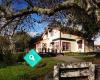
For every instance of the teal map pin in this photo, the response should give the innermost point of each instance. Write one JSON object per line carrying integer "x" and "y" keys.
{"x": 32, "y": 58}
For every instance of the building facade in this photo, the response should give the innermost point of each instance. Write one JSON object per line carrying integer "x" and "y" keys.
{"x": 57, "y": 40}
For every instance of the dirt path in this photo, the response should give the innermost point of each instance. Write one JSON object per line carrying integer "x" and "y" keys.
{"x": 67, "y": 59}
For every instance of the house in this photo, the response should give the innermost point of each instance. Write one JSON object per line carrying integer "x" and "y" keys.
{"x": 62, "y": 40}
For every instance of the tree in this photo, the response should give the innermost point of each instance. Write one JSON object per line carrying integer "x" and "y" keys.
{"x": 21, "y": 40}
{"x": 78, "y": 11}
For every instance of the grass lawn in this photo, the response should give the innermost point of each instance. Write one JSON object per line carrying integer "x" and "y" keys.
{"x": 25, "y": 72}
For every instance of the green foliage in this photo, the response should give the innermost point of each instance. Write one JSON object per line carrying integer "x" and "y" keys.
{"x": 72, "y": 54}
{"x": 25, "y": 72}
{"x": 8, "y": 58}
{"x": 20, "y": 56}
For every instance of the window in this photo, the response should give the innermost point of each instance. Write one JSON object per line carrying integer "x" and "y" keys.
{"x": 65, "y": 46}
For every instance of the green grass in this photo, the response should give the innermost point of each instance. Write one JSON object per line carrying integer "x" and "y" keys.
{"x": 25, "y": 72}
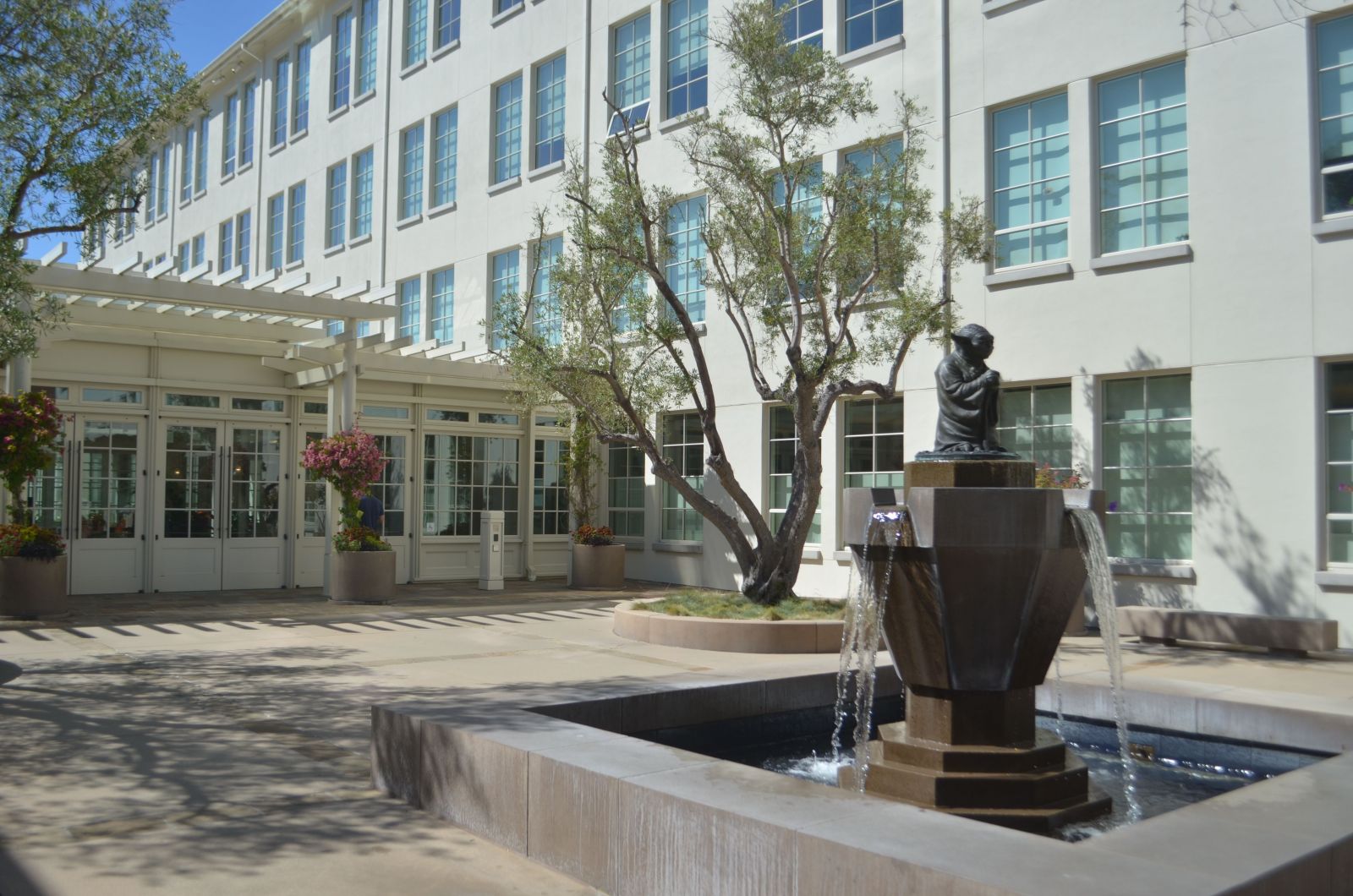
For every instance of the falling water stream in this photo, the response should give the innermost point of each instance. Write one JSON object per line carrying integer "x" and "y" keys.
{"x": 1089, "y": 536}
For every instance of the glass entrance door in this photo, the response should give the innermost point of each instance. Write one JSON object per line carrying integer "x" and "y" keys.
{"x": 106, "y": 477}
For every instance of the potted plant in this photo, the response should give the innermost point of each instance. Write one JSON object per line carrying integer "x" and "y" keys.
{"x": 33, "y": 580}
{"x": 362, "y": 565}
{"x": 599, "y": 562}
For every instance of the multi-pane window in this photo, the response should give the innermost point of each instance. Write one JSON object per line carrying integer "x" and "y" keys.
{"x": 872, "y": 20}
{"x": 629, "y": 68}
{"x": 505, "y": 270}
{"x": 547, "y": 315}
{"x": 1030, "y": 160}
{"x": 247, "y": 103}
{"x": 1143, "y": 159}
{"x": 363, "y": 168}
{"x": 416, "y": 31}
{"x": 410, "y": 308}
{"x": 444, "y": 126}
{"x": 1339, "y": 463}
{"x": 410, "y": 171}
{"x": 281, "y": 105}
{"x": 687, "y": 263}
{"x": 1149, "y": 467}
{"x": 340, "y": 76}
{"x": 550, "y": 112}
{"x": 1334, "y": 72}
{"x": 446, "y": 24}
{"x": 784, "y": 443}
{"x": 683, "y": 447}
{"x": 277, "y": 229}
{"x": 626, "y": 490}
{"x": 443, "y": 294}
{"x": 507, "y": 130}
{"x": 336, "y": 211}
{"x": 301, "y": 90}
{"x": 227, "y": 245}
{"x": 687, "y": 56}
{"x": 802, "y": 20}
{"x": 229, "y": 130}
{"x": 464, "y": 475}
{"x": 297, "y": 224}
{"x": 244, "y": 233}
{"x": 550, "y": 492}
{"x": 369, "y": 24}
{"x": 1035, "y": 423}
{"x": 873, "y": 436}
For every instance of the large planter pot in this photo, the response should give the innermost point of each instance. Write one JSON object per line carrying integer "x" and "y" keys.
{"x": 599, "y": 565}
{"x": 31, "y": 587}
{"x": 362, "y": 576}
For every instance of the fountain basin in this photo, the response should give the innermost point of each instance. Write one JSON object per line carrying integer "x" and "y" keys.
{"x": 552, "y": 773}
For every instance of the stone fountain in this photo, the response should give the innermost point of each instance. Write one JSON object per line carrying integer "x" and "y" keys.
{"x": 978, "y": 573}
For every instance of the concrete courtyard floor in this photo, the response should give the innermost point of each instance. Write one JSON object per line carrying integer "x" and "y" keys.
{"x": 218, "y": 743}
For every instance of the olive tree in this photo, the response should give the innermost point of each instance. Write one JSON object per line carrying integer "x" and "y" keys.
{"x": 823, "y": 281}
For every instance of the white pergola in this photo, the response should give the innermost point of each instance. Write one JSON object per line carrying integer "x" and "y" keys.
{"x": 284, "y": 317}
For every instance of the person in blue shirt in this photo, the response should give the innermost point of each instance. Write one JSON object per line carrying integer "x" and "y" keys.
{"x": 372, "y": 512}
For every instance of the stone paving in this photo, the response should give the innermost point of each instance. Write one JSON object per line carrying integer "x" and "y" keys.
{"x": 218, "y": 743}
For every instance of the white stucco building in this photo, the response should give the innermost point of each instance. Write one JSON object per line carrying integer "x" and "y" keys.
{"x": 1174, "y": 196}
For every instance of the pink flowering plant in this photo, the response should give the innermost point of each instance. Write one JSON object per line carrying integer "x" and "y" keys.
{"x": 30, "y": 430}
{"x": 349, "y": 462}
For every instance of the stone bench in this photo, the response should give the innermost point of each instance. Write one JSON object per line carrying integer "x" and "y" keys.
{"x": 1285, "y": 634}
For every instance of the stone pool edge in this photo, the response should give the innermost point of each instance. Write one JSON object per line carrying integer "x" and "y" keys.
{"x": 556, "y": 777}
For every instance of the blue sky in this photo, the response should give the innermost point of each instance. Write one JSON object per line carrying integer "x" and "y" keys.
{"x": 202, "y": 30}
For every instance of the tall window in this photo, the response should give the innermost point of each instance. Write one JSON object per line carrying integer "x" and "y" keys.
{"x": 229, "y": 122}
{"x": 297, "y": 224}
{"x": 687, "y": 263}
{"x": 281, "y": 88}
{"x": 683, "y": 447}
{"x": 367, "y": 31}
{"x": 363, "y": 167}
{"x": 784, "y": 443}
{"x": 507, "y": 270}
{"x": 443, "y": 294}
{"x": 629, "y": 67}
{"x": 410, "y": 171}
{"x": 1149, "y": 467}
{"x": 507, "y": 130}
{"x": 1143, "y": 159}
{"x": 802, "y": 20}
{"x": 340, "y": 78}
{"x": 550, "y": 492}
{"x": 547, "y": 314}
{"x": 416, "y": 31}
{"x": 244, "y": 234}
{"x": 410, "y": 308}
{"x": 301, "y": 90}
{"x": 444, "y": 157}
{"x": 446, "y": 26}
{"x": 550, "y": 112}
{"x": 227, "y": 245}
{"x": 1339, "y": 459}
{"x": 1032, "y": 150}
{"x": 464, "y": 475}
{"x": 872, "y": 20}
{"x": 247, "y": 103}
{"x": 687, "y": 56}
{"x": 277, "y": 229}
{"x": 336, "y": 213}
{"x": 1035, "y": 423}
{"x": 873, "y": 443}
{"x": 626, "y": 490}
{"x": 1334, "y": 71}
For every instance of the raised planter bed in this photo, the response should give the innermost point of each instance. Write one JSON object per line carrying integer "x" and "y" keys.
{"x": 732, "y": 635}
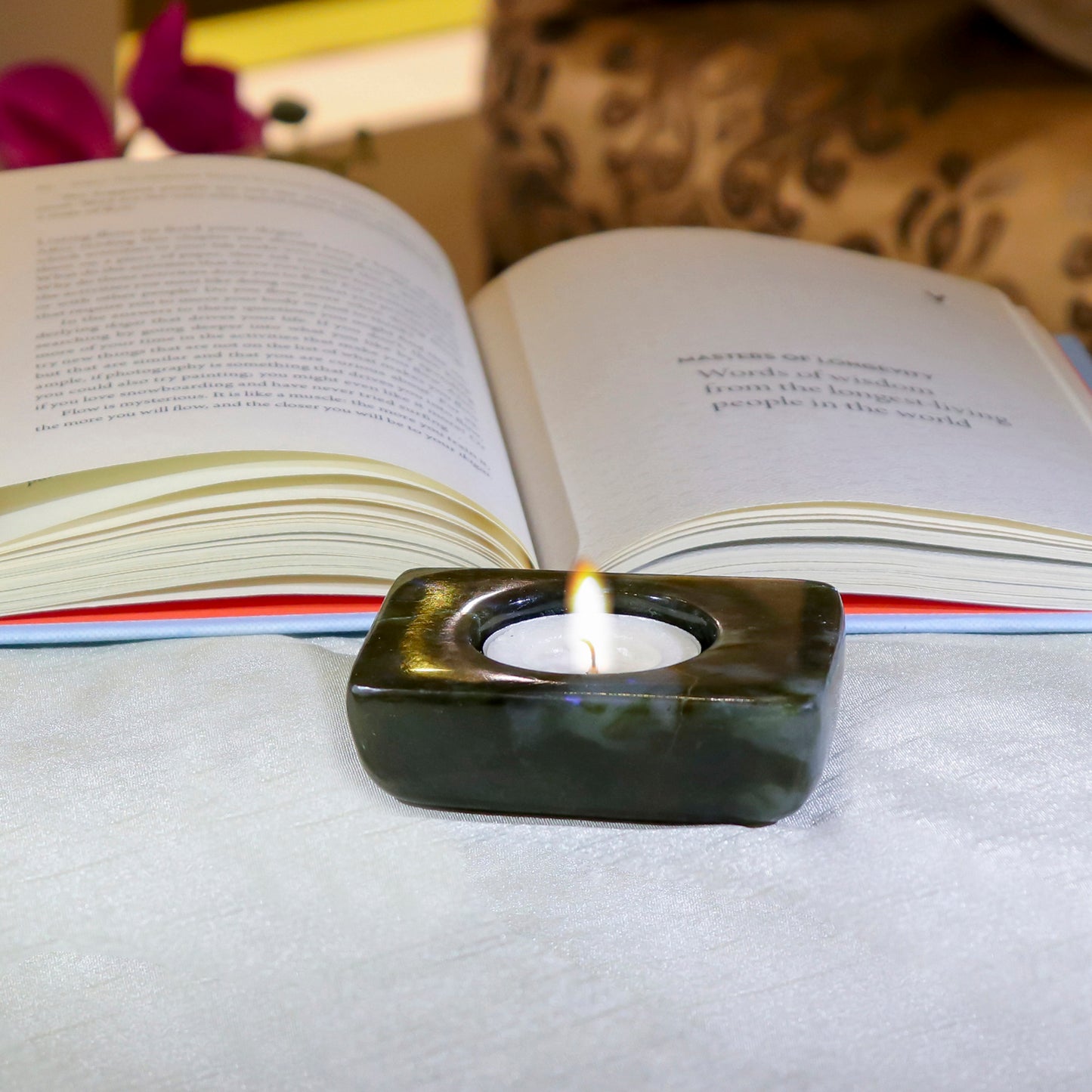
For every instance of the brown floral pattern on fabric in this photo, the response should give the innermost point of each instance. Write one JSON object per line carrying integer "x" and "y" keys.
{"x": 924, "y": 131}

____________

**PROBLEM REQUIREMENTS**: Reproduce each entry precisely. Leave the pictures out.

**FULL OUTPUT**:
For every instance of the teal map pin in this photo, the response should give the innermost point of each instance. Write one JSON object per line carrying integer "x" and "y" keys.
{"x": 32, "y": 58}
For every instance of the building facade in this photo, the response should give the innermost point of each instance. Write one JSON object per line carrying integer "x" and "y" keys.
{"x": 57, "y": 40}
For every instance of the dirt path in this photo, the response should give the innermost point of each instance. Write one JSON object per line carrying integer "x" and "y" keys.
{"x": 67, "y": 59}
For every instance of the house in this photo, the response should give the innermost point of each instance. Write one JSON object per line carrying integer "x" and "y" keys.
{"x": 62, "y": 40}
For every instance of the tree in this photo, the response should give the innermost point of each instance. Write one JSON object per line carrying integer "x" and "y" keys.
{"x": 21, "y": 40}
{"x": 78, "y": 11}
For every instance of the grass lawn in this photo, the response should give the innermost point of each instance. Write one JSON object per line carrying integer "x" and "y" keys.
{"x": 25, "y": 72}
For every instance of the green foliage in this photo, the response should give the innermost point of each instance. Write one JSON object per line carrying integer "x" and "y" keys.
{"x": 72, "y": 54}
{"x": 25, "y": 72}
{"x": 8, "y": 58}
{"x": 20, "y": 56}
For every instance of the window in this photo, the response should give the innermost point of each instance. Write one JSON object per line carrying integer "x" and "y" keys.
{"x": 65, "y": 46}
For every instance of the green grass in this photo, the response should give the innermost point of each instance. Write one JSON object per line carrying integer "x" and "y" keys.
{"x": 25, "y": 72}
For every instance of the falling water stream in this photo, the response should give the innermost point of each instance. Write one JSON object per line carrying integer "x" and "y" keys.
{"x": 1089, "y": 536}
For every instance of the glass entrance door in this photo, the response should give the innermost point of each instance. Write one JSON object per line carrying integer "x" and "y" keys.
{"x": 106, "y": 477}
For every instance of the potted plant in this photo, the response should give the innermost point of each instance. Write one JSON object per line carrying integer "x" and "y" keys.
{"x": 33, "y": 580}
{"x": 362, "y": 565}
{"x": 599, "y": 562}
For every instance of the multi-pane window in this photo, the response should give the innermost point of each instance. Write one JSON object per line carrying integer "x" and "y" keys.
{"x": 872, "y": 20}
{"x": 629, "y": 68}
{"x": 505, "y": 270}
{"x": 547, "y": 315}
{"x": 1030, "y": 160}
{"x": 247, "y": 103}
{"x": 1143, "y": 159}
{"x": 363, "y": 168}
{"x": 416, "y": 31}
{"x": 410, "y": 308}
{"x": 444, "y": 126}
{"x": 1339, "y": 463}
{"x": 410, "y": 171}
{"x": 281, "y": 105}
{"x": 687, "y": 263}
{"x": 1149, "y": 467}
{"x": 340, "y": 76}
{"x": 550, "y": 112}
{"x": 1334, "y": 72}
{"x": 446, "y": 24}
{"x": 784, "y": 443}
{"x": 683, "y": 447}
{"x": 277, "y": 229}
{"x": 626, "y": 490}
{"x": 443, "y": 294}
{"x": 507, "y": 130}
{"x": 336, "y": 211}
{"x": 301, "y": 90}
{"x": 227, "y": 245}
{"x": 687, "y": 56}
{"x": 802, "y": 20}
{"x": 229, "y": 130}
{"x": 464, "y": 475}
{"x": 297, "y": 224}
{"x": 244, "y": 233}
{"x": 550, "y": 492}
{"x": 369, "y": 24}
{"x": 1035, "y": 423}
{"x": 873, "y": 436}
For every instance of the large planter pot in this photo, the response should give the innermost point of each instance. Write one JSON object per line carrying integer "x" and "y" keys.
{"x": 599, "y": 565}
{"x": 31, "y": 587}
{"x": 362, "y": 576}
For every instance of the fountain basin in this photo, the response should give the innermost point of each instance. Write one JSON object per line carrying integer "x" and "y" keys.
{"x": 552, "y": 773}
For every instance of the stone fountain in this photo, the response should give the innermost point of each instance. Write one JSON object per line carrying integer "x" and "y" keys.
{"x": 978, "y": 573}
For every instance of the concrete courtyard floor in this photo, the response should give the innermost point of each instance. Write one JSON object per line carrying integer "x" and "y" keys.
{"x": 218, "y": 743}
For every instance of the olive tree in this photo, the response should give the innermost point of each instance. Write one JSON object per line carrying integer "x" and "y" keys.
{"x": 823, "y": 281}
For every instance of the white pergola in this photo, the response should give the innermost point of each instance. Write one JSON object per line carrying integer "x" and "y" keys.
{"x": 284, "y": 317}
For every instance of the person in blue shirt in this photo, the response should give the innermost point of each instance. Write one JSON object per line carrying integer "x" and "y" keys.
{"x": 372, "y": 512}
For every instance of the stone paving in this photo, the response should give the innermost point of each instance. Write one JSON object per line carrying integer "x" and "y" keys.
{"x": 218, "y": 743}
For every instance of the white stucco building in this photo, the response should give the innermost point of each instance. Write one JSON object per line carrying integer "x" and "y" keys.
{"x": 1174, "y": 196}
For every instance of the pink flowering plant in this photo, the response should give the innermost point of each instance. Write one JSON object per line carrying integer "x" and "y" keys.
{"x": 30, "y": 430}
{"x": 349, "y": 462}
For every instance of the stone bench in this photo, the response should give the innermost point of each instance. Write one JSON object per line carrying integer "x" and "y" keys.
{"x": 1285, "y": 634}
For every instance of the stone pool edge in this photo, the response should give the innermost point of each instance. Write one JSON object per line carrying integer "x" and "y" keys.
{"x": 556, "y": 777}
For every instance of the blue sky in this photo, the response should give the innermost point of each instance. Write one JSON object per line carrying integer "x" and "y" keys.
{"x": 202, "y": 30}
For every instance of the tall window in this photo, the response should give the innermost point of each instance. Write one JSON object per line carrying integer "x" and "y" keys.
{"x": 229, "y": 122}
{"x": 297, "y": 224}
{"x": 687, "y": 263}
{"x": 281, "y": 88}
{"x": 683, "y": 447}
{"x": 367, "y": 31}
{"x": 363, "y": 167}
{"x": 784, "y": 443}
{"x": 507, "y": 270}
{"x": 443, "y": 294}
{"x": 629, "y": 67}
{"x": 410, "y": 171}
{"x": 1149, "y": 467}
{"x": 507, "y": 130}
{"x": 1143, "y": 159}
{"x": 802, "y": 20}
{"x": 340, "y": 78}
{"x": 550, "y": 492}
{"x": 547, "y": 314}
{"x": 416, "y": 31}
{"x": 244, "y": 234}
{"x": 410, "y": 308}
{"x": 301, "y": 90}
{"x": 444, "y": 157}
{"x": 446, "y": 26}
{"x": 550, "y": 112}
{"x": 227, "y": 245}
{"x": 1339, "y": 459}
{"x": 1032, "y": 150}
{"x": 464, "y": 475}
{"x": 872, "y": 20}
{"x": 247, "y": 103}
{"x": 687, "y": 56}
{"x": 277, "y": 229}
{"x": 336, "y": 213}
{"x": 1035, "y": 423}
{"x": 873, "y": 443}
{"x": 626, "y": 490}
{"x": 1334, "y": 71}
For every instance of the raised planter bed in this photo, the response should give the innermost point of each instance. Write one JSON object per line carrying integer "x" and "y" keys.
{"x": 732, "y": 635}
For every instance of the brown floral pattern on fabric in this photo, the response should give the innermost point of each instance. Write one JSON object per line carrying integer "x" and "y" keys.
{"x": 924, "y": 131}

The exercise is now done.